┌─ Исходный отрывок

В прошедшем году, наши войска, осаждавшие Силистрию, устроили вокруг всей крепости ложементы, а осенью, когда обстоятельства войны заставили генерала князя Щербатова снять блокаду, все эти ложементы достались в руки правоверных Силистрийцев. Всякий знает, что мусульмане, в следствие мысли о превосходном величии божества, которая как бы заслоняет для них все житейское, не любят заботиться о будущем, и сколько раз мы их ни учили, а все таки они не верят, что «береженого Бог бережет». Так случилось и здесь. Гарнизон силистрийский, вместо того, чтоб срыть ложементы, устроенные, как я уже сказал, нашими войсками еще в прошедшем году, просидел в них целую зиму с трубками во рту и с верою в предопределение. Наша форпостная цепь не замедлила воспользоваться такою непростительною оплошностью чалмоносцев и безопасно расположилась в ложементах, которые окружали крепость с трех сторон: восточной, южной и [54] западной. Эти ложементы послужили для нас как бы готовою контрвалационною линиею, которая не только обеспечила лагерь нашей армии от вылазок из крепости, но и вполне удовлетворила главным условиям подобных линий, то есть, она отрезала все пути из крепости и в последствии облегчила нашим инженерам обозрение окрестной местности крепостных полигонов. Что же касается до линии циркумваллационной, этой бесконечной цепи укреплений, которыми обыкновенно прикрывали осадные работы от нападений с противной стороны, обращенной к полю, и которые, сказать правду, пользовались не совсем заслуженным уважением во времена оны, когда еще воевал Тюренн с великим Конде и принц Евгений с Вандамом и герцогом орлеанским, то мы не заботились об устроении подобных укреплений, потому что главнокомандующий не только не опасался приближения неприятельской армии на помощь к Силистрии, но, как уверяет барон Валентини, и как можно судить по последующим событиям, он сам ждал с нетерпением выхода верховного визиря из Шумлы, чтоб идти к нему на встречу и схватиться с ним в генеральной битве. Впрочем, тыл армии не совсем оставался открытым: его обеспечили обыкновенною оберегательною цепью из казачьих полков, а сверх сего выставили еще в глубоких долинах, [55] перерезывавших позицию войск осадного корпуса, извещательные посты, пехотные и казачьи.

Вообще же войска, составлявшие осадный корпус, расположены были следующим образом:

На правом фланге, на высотах, стояла 9-я пехотная дивизия, с ее артиллериею; при ней находился особый отряд, под командою генерал-лейтенанта Бартоломея.

В центре, 1-я бригада 7-й пехотной дивизии, под начальством генерал-майора Лашкевича.

На левом фланге расположился генерал-лейтенант Красовский, поставив на высотах две бригады пехоты и артиллерию, которая так славно в этот день действовала, а Харьковский уланский полк в долине, подле выжженного селения, близ которого пролегает дорога в Разград.

└─

### Задания к упражнению
- A) Воспроизведите без изменений часть отрывка об осаде Силистрии, начиная со слов «На левом фланге» и заканчивая словами «дорога в Разград.».
- B) Ответьте на вопросы по отрывку об осаде Силистрии:
(i) С каких трех сторон ложементы окружали крепость?
(ii) Какая дивизия стояла на высотах на правом фланге?
(iii) Под чьим начальством находилась 1-я бригада 7-й пехотной дивизии в центре?

┌─ Фрагменты материала

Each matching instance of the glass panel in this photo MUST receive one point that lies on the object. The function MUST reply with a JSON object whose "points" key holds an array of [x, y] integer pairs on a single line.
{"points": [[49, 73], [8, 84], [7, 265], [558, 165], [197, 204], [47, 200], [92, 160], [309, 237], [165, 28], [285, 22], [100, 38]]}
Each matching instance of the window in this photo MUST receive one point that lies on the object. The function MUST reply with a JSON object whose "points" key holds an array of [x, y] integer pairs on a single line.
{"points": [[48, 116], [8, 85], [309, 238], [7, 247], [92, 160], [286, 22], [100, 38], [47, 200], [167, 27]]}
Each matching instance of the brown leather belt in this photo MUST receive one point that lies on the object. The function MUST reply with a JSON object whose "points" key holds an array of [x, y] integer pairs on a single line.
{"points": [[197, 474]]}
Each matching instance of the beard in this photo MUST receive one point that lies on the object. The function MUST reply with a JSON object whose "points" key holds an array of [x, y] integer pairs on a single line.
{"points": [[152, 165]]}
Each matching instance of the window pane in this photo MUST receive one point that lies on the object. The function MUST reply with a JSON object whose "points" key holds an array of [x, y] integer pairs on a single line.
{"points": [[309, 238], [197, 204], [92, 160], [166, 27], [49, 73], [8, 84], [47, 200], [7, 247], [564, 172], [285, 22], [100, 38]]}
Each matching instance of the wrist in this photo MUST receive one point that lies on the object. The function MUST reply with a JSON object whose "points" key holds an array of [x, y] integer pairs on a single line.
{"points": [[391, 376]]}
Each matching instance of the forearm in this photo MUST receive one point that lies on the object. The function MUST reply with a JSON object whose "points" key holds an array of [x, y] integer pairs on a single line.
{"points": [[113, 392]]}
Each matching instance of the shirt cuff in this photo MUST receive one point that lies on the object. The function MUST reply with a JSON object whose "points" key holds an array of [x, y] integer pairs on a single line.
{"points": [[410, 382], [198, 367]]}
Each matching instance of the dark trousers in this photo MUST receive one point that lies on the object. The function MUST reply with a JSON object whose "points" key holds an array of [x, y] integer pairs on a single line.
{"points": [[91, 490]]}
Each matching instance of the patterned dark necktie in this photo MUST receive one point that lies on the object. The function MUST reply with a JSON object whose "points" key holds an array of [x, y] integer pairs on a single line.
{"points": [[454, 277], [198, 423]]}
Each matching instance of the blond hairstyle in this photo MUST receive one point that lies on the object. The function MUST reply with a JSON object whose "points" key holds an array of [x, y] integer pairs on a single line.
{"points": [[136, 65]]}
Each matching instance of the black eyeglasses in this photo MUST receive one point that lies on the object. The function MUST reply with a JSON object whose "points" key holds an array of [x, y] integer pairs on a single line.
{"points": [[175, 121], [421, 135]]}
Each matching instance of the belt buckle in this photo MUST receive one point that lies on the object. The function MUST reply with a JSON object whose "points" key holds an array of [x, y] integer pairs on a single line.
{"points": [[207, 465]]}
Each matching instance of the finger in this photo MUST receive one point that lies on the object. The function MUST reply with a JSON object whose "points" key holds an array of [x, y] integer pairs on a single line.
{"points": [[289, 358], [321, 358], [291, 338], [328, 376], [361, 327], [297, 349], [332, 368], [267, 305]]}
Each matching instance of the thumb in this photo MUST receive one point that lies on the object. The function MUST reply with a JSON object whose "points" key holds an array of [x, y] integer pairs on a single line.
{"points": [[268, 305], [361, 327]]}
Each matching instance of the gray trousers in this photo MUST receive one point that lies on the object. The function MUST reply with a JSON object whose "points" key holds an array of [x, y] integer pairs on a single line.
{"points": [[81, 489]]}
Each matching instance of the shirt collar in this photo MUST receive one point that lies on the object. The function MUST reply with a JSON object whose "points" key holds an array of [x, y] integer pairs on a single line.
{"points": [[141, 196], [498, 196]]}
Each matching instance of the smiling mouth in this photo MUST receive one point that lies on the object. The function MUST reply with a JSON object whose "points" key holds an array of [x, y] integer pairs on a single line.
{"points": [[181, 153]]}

└─

### Ответы
- A)
На левом фланге расположился генерал-лейтенант Красовский, поставив на высотах две бригады пехоты и артиллерию, которая так славно в этот день действовала, а Харьковский уланский полк в долине, подле выжженного селения, близ которого пролегает дорога в Разград.

- B)
(i) С восточной, южной и западной.
(ii) 9-я пехотная дивизия.
(iii) Под начальством генерал-майора Лашкевича.